EXERCISE DETAILS: Identify every line in the records below that contains the word "dining" and copy each such line out in full. Case counts.

___ DATASET CONTENT

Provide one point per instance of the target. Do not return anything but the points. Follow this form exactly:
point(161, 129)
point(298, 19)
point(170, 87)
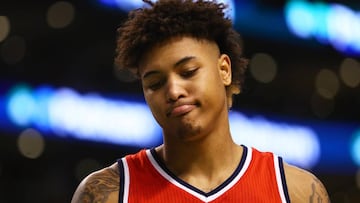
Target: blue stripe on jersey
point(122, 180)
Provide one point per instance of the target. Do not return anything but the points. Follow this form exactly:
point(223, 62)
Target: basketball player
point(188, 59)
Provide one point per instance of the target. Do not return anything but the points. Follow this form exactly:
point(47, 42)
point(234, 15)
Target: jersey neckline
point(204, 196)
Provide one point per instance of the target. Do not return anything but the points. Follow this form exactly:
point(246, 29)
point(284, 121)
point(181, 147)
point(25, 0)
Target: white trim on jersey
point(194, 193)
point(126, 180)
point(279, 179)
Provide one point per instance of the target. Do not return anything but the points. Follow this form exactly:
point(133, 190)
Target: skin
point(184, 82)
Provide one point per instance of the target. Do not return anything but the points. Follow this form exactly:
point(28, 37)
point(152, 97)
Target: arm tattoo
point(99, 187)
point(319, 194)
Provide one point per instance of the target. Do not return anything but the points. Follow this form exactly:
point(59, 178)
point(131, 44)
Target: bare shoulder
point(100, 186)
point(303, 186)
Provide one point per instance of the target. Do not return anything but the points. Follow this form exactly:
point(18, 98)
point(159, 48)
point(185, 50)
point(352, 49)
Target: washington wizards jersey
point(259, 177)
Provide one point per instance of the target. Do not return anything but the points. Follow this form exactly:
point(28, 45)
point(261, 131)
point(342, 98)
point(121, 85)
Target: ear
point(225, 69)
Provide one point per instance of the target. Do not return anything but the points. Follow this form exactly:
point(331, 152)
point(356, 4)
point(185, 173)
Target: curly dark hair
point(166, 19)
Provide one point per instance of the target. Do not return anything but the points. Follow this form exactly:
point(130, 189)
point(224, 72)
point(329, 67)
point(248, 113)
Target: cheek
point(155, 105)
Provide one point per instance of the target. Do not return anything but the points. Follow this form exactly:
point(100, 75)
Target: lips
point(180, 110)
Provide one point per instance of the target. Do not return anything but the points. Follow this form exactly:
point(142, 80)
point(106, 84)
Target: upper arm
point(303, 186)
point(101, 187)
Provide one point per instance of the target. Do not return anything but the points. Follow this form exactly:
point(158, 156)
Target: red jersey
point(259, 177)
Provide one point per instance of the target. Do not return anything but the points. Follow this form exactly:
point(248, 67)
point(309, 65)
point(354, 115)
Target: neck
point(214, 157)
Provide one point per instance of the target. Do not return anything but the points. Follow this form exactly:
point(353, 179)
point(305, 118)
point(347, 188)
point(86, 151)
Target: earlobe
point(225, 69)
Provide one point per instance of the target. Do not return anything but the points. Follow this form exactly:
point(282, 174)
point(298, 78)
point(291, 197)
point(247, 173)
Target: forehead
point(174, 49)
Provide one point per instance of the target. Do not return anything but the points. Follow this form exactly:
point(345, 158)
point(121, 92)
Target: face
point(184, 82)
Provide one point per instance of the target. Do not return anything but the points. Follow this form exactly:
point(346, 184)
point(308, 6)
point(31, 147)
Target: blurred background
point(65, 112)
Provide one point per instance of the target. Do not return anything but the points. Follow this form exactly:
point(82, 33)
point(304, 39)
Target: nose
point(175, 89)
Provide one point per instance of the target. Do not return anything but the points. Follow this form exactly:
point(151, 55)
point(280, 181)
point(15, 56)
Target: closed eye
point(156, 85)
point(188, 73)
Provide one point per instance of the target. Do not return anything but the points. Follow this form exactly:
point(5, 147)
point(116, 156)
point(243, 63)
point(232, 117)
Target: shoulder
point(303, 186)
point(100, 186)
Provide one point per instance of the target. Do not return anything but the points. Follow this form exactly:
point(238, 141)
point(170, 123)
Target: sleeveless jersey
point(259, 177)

______
___ DATASET CONTENT

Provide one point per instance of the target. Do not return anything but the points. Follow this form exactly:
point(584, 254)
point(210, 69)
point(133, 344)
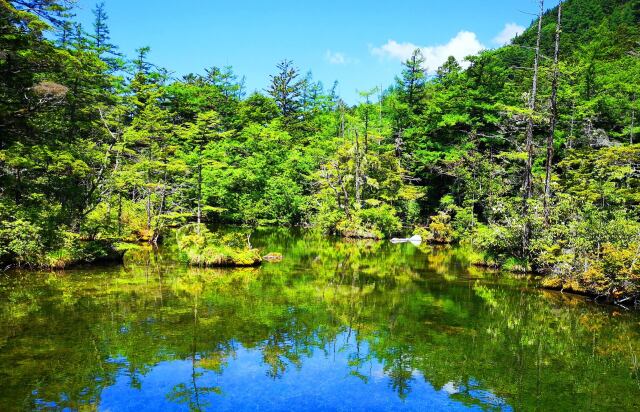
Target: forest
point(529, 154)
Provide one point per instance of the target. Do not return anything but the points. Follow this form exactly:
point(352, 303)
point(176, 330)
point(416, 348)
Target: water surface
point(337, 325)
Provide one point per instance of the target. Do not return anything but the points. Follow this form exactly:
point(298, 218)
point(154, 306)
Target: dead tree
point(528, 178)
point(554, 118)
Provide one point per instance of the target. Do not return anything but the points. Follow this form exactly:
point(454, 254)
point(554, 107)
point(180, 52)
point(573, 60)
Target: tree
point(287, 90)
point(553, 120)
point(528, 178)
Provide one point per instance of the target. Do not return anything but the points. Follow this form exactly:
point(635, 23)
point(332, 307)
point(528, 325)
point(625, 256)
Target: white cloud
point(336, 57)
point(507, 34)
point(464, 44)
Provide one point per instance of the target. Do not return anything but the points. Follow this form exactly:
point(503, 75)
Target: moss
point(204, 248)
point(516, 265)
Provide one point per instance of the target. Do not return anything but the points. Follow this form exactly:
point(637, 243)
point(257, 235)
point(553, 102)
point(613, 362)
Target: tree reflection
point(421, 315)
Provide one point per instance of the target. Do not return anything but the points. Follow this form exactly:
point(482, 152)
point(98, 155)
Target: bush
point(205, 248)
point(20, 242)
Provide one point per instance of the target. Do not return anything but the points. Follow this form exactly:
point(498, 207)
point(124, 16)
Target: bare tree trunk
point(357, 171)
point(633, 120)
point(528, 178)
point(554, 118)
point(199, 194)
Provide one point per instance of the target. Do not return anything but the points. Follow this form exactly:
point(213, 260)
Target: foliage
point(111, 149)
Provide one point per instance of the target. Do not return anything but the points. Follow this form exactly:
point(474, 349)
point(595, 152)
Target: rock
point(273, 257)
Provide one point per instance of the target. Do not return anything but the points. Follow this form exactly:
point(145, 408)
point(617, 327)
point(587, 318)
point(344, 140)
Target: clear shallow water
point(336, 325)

______
___ DATASET CONTENT

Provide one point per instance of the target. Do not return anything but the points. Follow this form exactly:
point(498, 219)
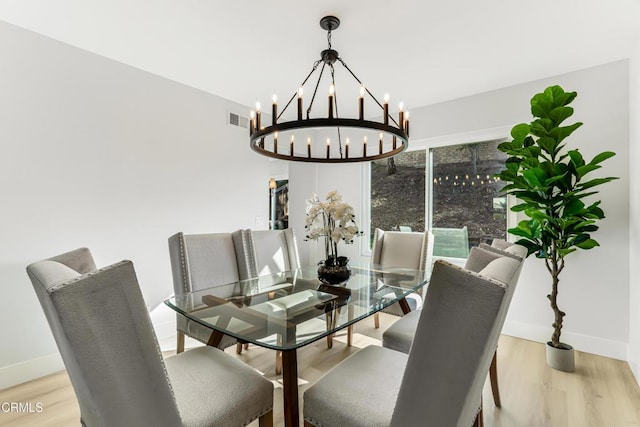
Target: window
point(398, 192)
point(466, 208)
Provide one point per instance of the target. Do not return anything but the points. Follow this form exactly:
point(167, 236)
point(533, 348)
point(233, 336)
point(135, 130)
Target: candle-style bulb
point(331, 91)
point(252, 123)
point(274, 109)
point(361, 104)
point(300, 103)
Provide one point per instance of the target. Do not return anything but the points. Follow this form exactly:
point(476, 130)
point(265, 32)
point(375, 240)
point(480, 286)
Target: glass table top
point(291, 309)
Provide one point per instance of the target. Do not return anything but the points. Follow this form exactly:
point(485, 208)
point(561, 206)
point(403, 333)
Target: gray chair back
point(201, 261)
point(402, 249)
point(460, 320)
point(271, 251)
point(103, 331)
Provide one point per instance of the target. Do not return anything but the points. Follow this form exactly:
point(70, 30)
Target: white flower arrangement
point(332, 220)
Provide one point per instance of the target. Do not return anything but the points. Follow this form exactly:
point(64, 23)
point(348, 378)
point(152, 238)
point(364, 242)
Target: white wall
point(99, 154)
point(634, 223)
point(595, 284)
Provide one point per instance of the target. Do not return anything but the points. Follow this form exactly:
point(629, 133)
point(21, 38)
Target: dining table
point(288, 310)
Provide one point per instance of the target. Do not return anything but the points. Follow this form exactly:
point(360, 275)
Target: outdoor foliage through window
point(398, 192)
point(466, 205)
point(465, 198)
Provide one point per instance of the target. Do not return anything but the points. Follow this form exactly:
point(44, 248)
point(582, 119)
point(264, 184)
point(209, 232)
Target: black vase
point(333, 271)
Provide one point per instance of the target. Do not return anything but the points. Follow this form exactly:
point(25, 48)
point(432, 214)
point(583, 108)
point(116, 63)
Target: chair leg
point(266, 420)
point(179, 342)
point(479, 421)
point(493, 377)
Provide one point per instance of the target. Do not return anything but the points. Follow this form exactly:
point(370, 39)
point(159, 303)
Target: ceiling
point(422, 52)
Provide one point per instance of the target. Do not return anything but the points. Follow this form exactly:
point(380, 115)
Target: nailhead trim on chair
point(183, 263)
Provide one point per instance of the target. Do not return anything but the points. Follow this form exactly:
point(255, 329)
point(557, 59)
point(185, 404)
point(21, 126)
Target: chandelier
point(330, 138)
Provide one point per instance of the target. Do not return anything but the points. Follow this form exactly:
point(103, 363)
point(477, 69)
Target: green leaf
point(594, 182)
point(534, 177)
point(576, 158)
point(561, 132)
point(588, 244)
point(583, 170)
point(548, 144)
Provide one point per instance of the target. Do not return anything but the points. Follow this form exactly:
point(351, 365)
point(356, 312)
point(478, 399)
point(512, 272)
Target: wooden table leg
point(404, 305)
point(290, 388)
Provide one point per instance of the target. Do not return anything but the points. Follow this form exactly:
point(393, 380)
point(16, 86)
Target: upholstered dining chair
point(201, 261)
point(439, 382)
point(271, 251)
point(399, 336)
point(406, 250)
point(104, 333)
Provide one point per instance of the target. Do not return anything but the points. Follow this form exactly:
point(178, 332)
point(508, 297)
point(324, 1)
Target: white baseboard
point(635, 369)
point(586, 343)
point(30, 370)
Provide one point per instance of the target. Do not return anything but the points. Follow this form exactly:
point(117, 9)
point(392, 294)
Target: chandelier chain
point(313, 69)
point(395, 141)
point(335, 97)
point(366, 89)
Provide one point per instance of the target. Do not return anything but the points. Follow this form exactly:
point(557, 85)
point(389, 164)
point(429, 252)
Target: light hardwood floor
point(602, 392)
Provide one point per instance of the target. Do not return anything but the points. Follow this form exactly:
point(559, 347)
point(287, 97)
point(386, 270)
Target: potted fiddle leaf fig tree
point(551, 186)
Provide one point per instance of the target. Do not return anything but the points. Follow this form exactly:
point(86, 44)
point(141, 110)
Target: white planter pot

______

ANSWER TO THE EXERCISE:
Target: dining table
Target: upholstered dining chair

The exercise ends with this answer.